▶ _Data extract_
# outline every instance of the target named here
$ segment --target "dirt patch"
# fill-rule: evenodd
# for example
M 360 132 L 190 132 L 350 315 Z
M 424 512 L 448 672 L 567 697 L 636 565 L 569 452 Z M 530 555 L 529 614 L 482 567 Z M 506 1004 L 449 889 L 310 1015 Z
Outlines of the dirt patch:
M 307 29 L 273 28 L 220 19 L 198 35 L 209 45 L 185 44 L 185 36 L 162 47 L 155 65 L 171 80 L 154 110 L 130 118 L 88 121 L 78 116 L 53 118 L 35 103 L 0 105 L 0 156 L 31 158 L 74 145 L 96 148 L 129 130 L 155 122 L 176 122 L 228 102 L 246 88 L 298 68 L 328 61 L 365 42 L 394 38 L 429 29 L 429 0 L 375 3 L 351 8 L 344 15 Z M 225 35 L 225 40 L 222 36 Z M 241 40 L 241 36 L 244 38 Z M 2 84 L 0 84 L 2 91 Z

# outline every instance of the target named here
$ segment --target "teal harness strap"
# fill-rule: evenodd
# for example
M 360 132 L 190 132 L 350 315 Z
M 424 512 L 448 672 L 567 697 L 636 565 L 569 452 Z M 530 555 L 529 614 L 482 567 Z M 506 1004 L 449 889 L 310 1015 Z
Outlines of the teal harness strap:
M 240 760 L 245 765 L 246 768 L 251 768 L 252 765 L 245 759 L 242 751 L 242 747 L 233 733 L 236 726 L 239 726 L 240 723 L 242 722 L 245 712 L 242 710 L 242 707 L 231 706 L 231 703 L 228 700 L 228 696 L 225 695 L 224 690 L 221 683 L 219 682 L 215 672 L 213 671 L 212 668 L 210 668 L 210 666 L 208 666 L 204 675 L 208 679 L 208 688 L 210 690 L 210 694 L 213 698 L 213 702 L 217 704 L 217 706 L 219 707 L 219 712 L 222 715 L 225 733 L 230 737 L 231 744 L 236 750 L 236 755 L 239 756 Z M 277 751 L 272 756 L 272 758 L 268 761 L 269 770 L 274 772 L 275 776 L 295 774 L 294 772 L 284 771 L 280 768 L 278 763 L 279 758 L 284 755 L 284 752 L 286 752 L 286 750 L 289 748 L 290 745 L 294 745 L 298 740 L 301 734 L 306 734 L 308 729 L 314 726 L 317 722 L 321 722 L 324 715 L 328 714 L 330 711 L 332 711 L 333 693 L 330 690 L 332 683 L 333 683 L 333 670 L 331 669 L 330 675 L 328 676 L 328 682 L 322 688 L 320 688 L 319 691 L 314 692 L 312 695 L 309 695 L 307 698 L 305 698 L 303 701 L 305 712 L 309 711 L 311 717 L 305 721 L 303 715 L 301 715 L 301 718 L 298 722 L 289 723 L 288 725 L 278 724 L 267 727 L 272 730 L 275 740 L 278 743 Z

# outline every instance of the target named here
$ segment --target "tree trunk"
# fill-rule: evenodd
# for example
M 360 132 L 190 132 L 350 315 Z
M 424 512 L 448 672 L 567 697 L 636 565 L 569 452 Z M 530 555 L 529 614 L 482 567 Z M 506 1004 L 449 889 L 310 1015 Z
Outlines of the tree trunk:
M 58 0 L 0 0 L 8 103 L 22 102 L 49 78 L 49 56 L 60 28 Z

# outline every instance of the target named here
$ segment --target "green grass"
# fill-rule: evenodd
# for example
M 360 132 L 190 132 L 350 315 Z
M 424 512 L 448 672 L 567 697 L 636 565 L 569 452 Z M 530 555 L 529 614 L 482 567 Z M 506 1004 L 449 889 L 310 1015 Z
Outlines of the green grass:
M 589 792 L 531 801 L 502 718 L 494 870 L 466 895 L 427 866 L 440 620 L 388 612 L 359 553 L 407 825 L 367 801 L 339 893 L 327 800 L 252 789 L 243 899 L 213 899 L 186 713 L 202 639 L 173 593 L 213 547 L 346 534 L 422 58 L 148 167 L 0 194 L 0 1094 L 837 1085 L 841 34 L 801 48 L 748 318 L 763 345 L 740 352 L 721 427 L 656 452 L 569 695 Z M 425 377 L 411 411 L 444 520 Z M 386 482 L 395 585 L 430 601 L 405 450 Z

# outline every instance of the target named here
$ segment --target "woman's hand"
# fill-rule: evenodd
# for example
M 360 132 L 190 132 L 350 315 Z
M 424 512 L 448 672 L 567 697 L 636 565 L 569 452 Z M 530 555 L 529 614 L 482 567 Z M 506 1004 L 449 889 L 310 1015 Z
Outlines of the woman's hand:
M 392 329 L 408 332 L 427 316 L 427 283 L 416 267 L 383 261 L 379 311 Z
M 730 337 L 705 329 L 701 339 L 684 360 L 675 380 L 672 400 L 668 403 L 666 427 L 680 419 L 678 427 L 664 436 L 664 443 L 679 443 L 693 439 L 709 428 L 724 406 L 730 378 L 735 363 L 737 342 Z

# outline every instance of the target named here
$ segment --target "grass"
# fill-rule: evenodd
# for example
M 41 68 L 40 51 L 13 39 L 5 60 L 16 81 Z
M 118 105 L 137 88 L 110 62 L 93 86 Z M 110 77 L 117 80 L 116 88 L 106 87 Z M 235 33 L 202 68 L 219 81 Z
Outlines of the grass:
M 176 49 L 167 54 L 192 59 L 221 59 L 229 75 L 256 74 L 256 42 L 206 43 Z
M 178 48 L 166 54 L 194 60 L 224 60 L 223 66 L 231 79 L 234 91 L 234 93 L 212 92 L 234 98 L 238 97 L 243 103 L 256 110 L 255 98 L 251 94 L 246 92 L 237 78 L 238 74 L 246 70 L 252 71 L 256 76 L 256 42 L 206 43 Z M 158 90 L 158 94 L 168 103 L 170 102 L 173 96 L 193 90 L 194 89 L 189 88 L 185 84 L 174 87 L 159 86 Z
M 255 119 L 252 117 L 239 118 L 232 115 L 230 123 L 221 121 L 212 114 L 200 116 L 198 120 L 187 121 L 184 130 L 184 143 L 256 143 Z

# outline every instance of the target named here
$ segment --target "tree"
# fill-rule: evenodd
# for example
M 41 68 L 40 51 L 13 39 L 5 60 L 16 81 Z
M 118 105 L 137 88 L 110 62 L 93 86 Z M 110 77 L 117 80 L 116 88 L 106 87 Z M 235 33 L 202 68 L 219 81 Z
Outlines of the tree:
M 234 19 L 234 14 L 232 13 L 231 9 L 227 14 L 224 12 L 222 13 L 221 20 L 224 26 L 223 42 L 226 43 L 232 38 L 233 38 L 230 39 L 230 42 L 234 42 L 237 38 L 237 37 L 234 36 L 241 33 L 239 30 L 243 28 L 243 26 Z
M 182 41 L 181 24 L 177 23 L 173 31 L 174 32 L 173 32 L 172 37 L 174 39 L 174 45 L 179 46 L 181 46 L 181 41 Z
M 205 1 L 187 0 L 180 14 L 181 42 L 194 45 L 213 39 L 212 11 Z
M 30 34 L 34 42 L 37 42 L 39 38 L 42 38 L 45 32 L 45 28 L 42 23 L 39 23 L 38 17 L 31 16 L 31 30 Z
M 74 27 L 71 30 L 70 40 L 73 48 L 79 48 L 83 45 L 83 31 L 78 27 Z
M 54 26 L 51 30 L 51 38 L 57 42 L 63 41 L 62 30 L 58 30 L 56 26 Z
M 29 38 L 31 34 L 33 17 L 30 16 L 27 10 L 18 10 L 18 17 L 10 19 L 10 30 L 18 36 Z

▶ _Directive_
Turn every line of the records above into a numbered list, leaving out the blank lines.

▶ _Response below_
1. # outline every instance of the target named here
2. $ segment --target "dirt patch"
3. # fill-rule: evenodd
4. # for example
5. M 360 132 L 190 132 L 350 315 Z
6. M 424 512 L 448 672 L 567 697 L 636 565 L 569 452 Z M 530 555 L 529 614 L 482 567 Z M 506 1004 L 449 889 L 310 1015 Z
7. Outlines of the dirt patch:
8. M 307 29 L 273 28 L 220 19 L 198 35 L 209 45 L 185 44 L 185 36 L 162 47 L 155 65 L 171 80 L 154 110 L 130 118 L 88 121 L 78 116 L 53 118 L 35 103 L 0 105 L 0 156 L 31 158 L 74 145 L 96 148 L 129 130 L 155 122 L 176 122 L 228 102 L 246 88 L 298 68 L 328 61 L 365 42 L 394 38 L 429 29 L 429 0 L 375 3 L 351 8 L 344 15 Z M 225 35 L 225 40 L 222 36 Z M 241 40 L 241 36 L 244 38 Z M 2 84 L 0 84 L 2 91 Z
9. # outline every instance of the target named here
10. $ segment --target "teal harness strap"
11. # fill-rule: evenodd
12. # for example
13. M 360 132 L 190 132 L 350 315 Z
14. M 424 512 L 448 672 L 567 697 L 636 565 L 569 452 Z M 530 555 L 529 614 L 482 567 Z M 506 1004 L 449 889 L 310 1015 Z
15. Outlines of the teal harness strap:
16. M 240 760 L 245 765 L 246 768 L 251 768 L 252 765 L 245 759 L 242 751 L 242 747 L 233 733 L 236 726 L 239 726 L 240 723 L 242 722 L 245 712 L 242 710 L 242 707 L 231 706 L 231 703 L 228 700 L 228 696 L 225 695 L 224 690 L 221 683 L 219 682 L 215 672 L 213 671 L 212 668 L 210 668 L 210 666 L 208 666 L 204 675 L 208 679 L 208 688 L 210 690 L 210 694 L 213 698 L 213 702 L 217 704 L 217 706 L 219 707 L 219 712 L 222 715 L 225 733 L 230 737 L 231 744 L 236 750 L 236 755 L 239 756 Z M 277 751 L 272 756 L 272 758 L 268 761 L 269 770 L 274 772 L 275 776 L 295 774 L 294 772 L 284 771 L 280 768 L 278 763 L 279 758 L 284 755 L 284 752 L 286 752 L 286 750 L 289 748 L 290 745 L 294 745 L 298 740 L 301 734 L 306 734 L 308 729 L 314 726 L 317 722 L 321 722 L 324 715 L 328 714 L 330 711 L 332 711 L 333 693 L 330 690 L 332 683 L 333 683 L 333 670 L 331 669 L 330 675 L 328 676 L 328 682 L 322 688 L 320 688 L 319 691 L 314 692 L 312 695 L 309 695 L 307 698 L 305 698 L 303 701 L 305 712 L 309 711 L 311 717 L 305 721 L 303 715 L 301 715 L 301 718 L 298 722 L 289 723 L 288 725 L 278 724 L 267 727 L 272 730 L 275 740 L 278 743 Z
17. # outline every instance of the target named here
18. $ segment --target "tree trunk"
19. # fill-rule: evenodd
20. # for example
21. M 360 132 L 190 132 L 350 315 Z
22. M 424 512 L 448 672 L 567 697 L 636 565 L 569 452 Z M 530 555 L 529 614 L 482 567 Z M 506 1004 L 449 889 L 310 1015 Z
23. Outlines of the tree trunk:
24. M 58 0 L 0 0 L 8 103 L 22 102 L 49 78 L 49 56 L 60 28 Z
25. # outline every instance of the target named here
26. $ segment --target "green grass"
27. # fill-rule: evenodd
28. # for example
29. M 360 132 L 190 132 L 350 315 Z
30. M 424 512 L 448 672 L 567 697 L 636 565 L 569 452 Z M 530 555 L 529 614 L 482 567 Z M 506 1004 L 449 889 L 310 1015 Z
31. Outlines of the green grass:
32. M 589 792 L 531 801 L 502 718 L 494 870 L 466 895 L 427 866 L 440 620 L 388 612 L 359 553 L 407 825 L 367 801 L 339 893 L 327 800 L 252 789 L 243 899 L 213 899 L 186 713 L 202 639 L 173 593 L 213 547 L 346 534 L 422 58 L 148 167 L 0 194 L 0 1094 L 837 1085 L 841 34 L 801 48 L 748 318 L 763 345 L 740 352 L 721 427 L 656 452 L 569 695 Z M 425 377 L 411 411 L 444 520 Z M 386 482 L 395 585 L 430 601 L 405 450 Z
33. # outline every instance of the target named here
34. $ segment --target "woman's hand"
35. # fill-rule: evenodd
36. # for example
37. M 360 132 L 190 132 L 350 315 Z
38. M 424 512 L 448 672 L 567 697 L 636 565 L 569 452 Z M 530 555 L 529 614 L 482 567 Z M 506 1004 L 449 889 L 310 1015 Z
39. Outlines of the woman's hand:
40. M 392 329 L 408 332 L 427 316 L 427 283 L 416 267 L 383 261 L 379 311 Z
41. M 730 337 L 705 329 L 701 339 L 684 360 L 675 380 L 672 400 L 668 403 L 666 427 L 680 419 L 678 427 L 664 436 L 664 443 L 679 443 L 693 439 L 709 428 L 724 406 L 730 378 L 735 363 L 737 342 Z
42. # outline every instance of the target named here
43. $ segment --target "grass"
44. # fill-rule: evenodd
45. # for example
46. M 41 68 L 40 51 L 13 39 L 5 60 L 16 81 Z
47. M 118 105 L 137 88 L 110 62 L 93 86 Z M 110 77 L 117 80 L 116 88 L 106 87 Z M 235 33 L 202 68 L 219 81 Z
48. Outlines of the grass:
49. M 176 49 L 167 54 L 192 59 L 221 59 L 229 75 L 256 74 L 256 42 L 206 43 Z
50. M 178 48 L 166 54 L 194 60 L 224 60 L 223 66 L 231 79 L 234 91 L 234 93 L 212 92 L 234 98 L 238 97 L 243 103 L 256 110 L 255 98 L 251 94 L 246 92 L 237 78 L 238 74 L 246 70 L 252 71 L 256 76 L 256 42 L 206 43 Z M 158 90 L 158 94 L 168 103 L 170 102 L 173 96 L 193 90 L 194 89 L 189 88 L 185 84 L 174 87 L 159 86 Z
51. M 255 119 L 252 117 L 239 118 L 232 115 L 230 123 L 221 121 L 212 114 L 200 116 L 198 120 L 187 121 L 184 130 L 184 143 L 256 143 Z
52. # outline every instance of the target named here
53. $ segment --target "tree"
54. # fill-rule: evenodd
55. # for example
56. M 41 68 L 40 51 L 13 39 L 5 60 L 16 81 Z
57. M 118 105 L 137 88 L 110 62 L 93 86 Z M 110 77 L 117 80 L 116 88 L 106 87 Z M 235 33 L 202 68 L 219 81 Z
58. Outlines of the tree:
59. M 234 19 L 234 14 L 232 13 L 231 9 L 227 14 L 224 12 L 222 13 L 221 20 L 224 26 L 223 42 L 226 43 L 232 38 L 233 38 L 230 39 L 230 42 L 234 42 L 237 38 L 237 37 L 234 36 L 241 33 L 239 30 L 243 28 L 243 26 Z
60. M 182 41 L 181 24 L 177 23 L 173 31 L 174 32 L 173 32 L 172 37 L 174 39 L 174 45 L 179 46 L 181 46 L 181 41 Z
61. M 205 1 L 187 0 L 180 14 L 181 42 L 194 45 L 213 39 L 212 11 Z
62. M 30 34 L 34 42 L 37 42 L 39 38 L 42 38 L 45 32 L 45 28 L 42 23 L 39 23 L 38 17 L 31 16 L 31 30 Z
63. M 74 27 L 71 30 L 70 40 L 73 48 L 79 48 L 83 45 L 83 31 L 78 27 Z
64. M 54 26 L 51 30 L 51 38 L 57 42 L 63 41 L 62 30 L 58 30 L 56 26 Z
65. M 29 38 L 31 34 L 33 17 L 30 16 L 27 10 L 18 10 L 18 17 L 10 19 L 10 30 L 18 36 Z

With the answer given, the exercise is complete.